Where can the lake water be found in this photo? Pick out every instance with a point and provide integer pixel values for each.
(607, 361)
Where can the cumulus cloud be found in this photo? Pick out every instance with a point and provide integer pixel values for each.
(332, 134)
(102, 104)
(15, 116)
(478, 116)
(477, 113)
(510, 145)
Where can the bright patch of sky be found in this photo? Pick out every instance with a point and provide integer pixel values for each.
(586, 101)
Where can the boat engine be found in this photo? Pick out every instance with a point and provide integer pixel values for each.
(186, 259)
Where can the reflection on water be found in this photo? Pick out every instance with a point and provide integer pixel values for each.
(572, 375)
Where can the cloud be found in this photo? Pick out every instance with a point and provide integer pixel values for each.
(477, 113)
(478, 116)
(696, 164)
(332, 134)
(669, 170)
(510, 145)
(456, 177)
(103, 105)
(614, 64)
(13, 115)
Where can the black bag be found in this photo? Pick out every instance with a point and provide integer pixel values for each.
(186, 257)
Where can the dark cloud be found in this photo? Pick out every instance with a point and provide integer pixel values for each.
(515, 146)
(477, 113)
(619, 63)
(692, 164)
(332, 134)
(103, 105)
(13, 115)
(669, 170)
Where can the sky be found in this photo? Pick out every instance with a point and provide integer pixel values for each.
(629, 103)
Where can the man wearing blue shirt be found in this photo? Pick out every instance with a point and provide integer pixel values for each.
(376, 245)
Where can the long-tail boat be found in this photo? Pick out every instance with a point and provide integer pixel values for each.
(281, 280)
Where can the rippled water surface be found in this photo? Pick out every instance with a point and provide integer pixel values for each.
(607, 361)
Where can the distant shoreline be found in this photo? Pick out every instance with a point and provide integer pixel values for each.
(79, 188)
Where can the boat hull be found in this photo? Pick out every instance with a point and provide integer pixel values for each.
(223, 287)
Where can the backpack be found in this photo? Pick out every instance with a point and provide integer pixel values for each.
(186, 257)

========

**TASK TO COMPLETE**: Convert every line of the data above into a Markdown table with two columns, Row and Entry. Number each row and leave out blank lines.

**THE SOLUTION**:
| Row | Entry |
|---|---|
| 1 | Where can the lake water be found in this photo? Pick out every instance with a point and provide integer pixel values for each. |
| 2 | (607, 361) |
| 3 | Where can the cumulus cloud be found in this photo? Pick out every instance with a point and provide integer pixel values for each. |
| 4 | (332, 134) |
| 5 | (102, 104) |
| 6 | (15, 116) |
| 7 | (478, 116) |
| 8 | (477, 113) |
| 9 | (510, 145) |
| 10 | Where can the bright patch of sky be found in this photo? Pick out every instance with a point and provide integer pixel values for each. |
| 11 | (586, 101) |
| 12 | Where can the boat engine be found in this photo? Pick out every instance with a point and provide integer pixel values for each. |
| 13 | (186, 259) |
| 14 | Where can the reflection on water be found in this photo? Pick out every instance with a point and provide integer pixel values for each. |
| 15 | (572, 375) |
| 16 | Where can the cloud be found in this photo? Pick out every instance with a point and provide integer pixel values for each. |
| 17 | (477, 113) |
| 18 | (478, 116) |
| 19 | (696, 164) |
| 20 | (332, 134) |
| 21 | (669, 170) |
| 22 | (510, 145) |
| 23 | (456, 177) |
| 24 | (103, 105) |
| 25 | (614, 64) |
| 26 | (13, 115) |
| 27 | Where can the black bag be found in this photo? Pick out every instance with a point and provide integer pixel values for each. |
| 28 | (186, 257) |
| 29 | Where can the dark cloud be found in this photo? Pick out every instance with a point and provide integer pixel values for each. |
| 30 | (515, 146) |
| 31 | (477, 113) |
| 32 | (619, 63) |
| 33 | (692, 164) |
| 34 | (332, 134) |
| 35 | (103, 105) |
| 36 | (13, 115) |
| 37 | (669, 170) |
| 38 | Where can the sky be found in this photo? Pick out every instance with a point and provide integer pixel values for each. |
| 39 | (629, 103) |
| 40 | Where can the man wearing blue shirt be found in this photo? Pick out every instance with a point and provide integer pixel values for each. |
| 41 | (376, 245) |
| 42 | Where can the long-tail boat be found in this photo? Pick out every instance with a point and provide integer pixel values for each. |
| 43 | (281, 280) |
| 44 | Where can the rippled water surface be found in this photo? Pick out every instance with a point and provide integer pixel values for each. |
| 45 | (607, 361) |
| 46 | Where can the distant shoreline be found in this photo? Pick out every instance with a point and provide integer pixel values for each. |
| 47 | (79, 188) |
| 48 | Where can the boat hull be found in this photo? Pick out every instance with a point and provide integer pixel values for each. |
| 49 | (223, 287) |
| 50 | Where can the backpack be found in this photo? Pick out every instance with a point and provide integer pixel values for each. |
| 51 | (186, 257) |